··· Passage to read ···

The performance of the economy continues to decline. GDP growth in first quarter declined to 5.5 per cent, from 8 per cent during the same period in FY12. The marginal growth in the mining, manufacturing and trade sectors show that the growth engines have begin to cool down.

With population growth of 1.4-1.8 per cent a year, the net income addition to the economy comes to just 3.7-4.1 per cent. With inflation continuing to remain as stubborn as ever, we might as well begin to call this business phase as onset of 'marginal stagflation'.

As we see it, from the present standpoint, the RBI is currently grappling with three set of dilemmas:

>> Managing trade-off between inflation and growth ;
>> Managing trade-off between short-term rupee volatility and long-term Balance of Payment (BoP) sustainability;
>> Managing trade-off between fiscal consolidation and the social mandate of the political class.

We believe growth could take precedence over all other issues and it is inevitable to see a softening policy bias.

From the market standpoint, the performance of the Sensex and the Nifty last month was at 0.84 per cent and 0.56 per cent, respectively. While this may suggest calmness on the surface, the volatility within mid-cap and small-cap segments remains high. 

FII participation in the spot equities market remained high during the month, with net inflows of around $1.9 billion. The sideward market movement, despite the FII inflows, is indicative that the market may be witnessing a sell-off from domestic retail and/or institutional buyers; and that, possible value opportunities may exist within the market.

The debt market remains bogged down with issues surrounding high supply, stubborn inflation and high policy rates. The moderation in the WPI based inflation, while a positive development, still needs to spill over into core and CPI inflation. 

RBI may also wait to study monsoon and kharif production data before it initiates a more benign policy change. The yields in the market may therefore remain range-bound in the near to medium term.

From the mutual fund industry's perspective, the regulatory changes effected by Sebi regarding the total expense ratio have been a breather for the industry. The mandate will incentivise increased penetration of mutual funds into Tier-II and Tier-III cities. With competitive costing, rising investor awareness and increasing penetration, growth in the mutual fund industry is a matter of time.

···

● Given request 1: Rewrite the stretch of the Recorded data entries from the start through the line containing "[174,46,448,248]", changing "visible" to "present" and leaving everything else unchanged. Omit the pictures from your answer.

··· Provided entries ···

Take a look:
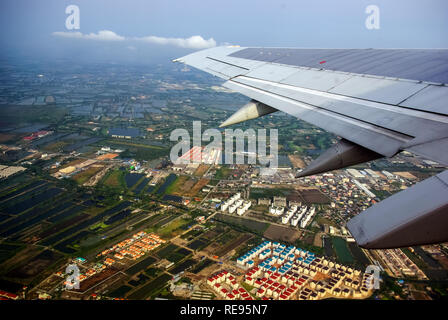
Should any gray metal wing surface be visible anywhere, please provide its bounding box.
[176,46,448,248]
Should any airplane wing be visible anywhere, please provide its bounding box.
[174,46,448,248]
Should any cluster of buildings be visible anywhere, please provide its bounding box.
[233,241,372,300]
[375,249,428,280]
[221,192,252,216]
[98,231,165,266]
[176,146,222,165]
[207,270,253,300]
[0,164,26,179]
[56,257,107,285]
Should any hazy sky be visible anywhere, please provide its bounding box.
[0,0,448,63]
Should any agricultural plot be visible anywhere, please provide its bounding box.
[332,237,354,264]
[125,257,157,275]
[193,164,210,177]
[133,178,151,194]
[54,230,92,254]
[157,218,191,239]
[2,187,62,215]
[127,273,171,300]
[101,169,125,188]
[157,173,177,195]
[214,213,269,234]
[170,259,197,274]
[188,239,208,250]
[0,242,23,263]
[124,173,145,189]
[6,250,62,279]
[73,164,104,184]
[300,189,331,204]
[263,225,300,243]
[108,285,132,298]
[166,176,192,196]
[48,202,85,223]
[191,259,215,274]
[104,209,131,225]
[157,243,180,259]
[41,201,131,246]
[0,180,48,202]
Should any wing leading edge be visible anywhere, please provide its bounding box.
[175,46,448,248]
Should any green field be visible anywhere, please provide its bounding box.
[128,273,171,300]
[331,237,355,264]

···

● Given request 2: Translate into French this sentence from the economic commentary: "The debt market remains bogged down with issues surrounding high supply, stubborn inflation and high policy rates."

● Written response 1:
Take a look:
Should any gray metal wing surface be present anywhere, please provide its bounding box.
[176,46,448,248]
Should any airplane wing be present anywhere, please provide its bounding box.
[174,46,448,248]

● Written response 2: Le marché de la dette reste plombé par des problèmes liés à une offre élevée, à une inflation tenace et à des taux directeurs élevés.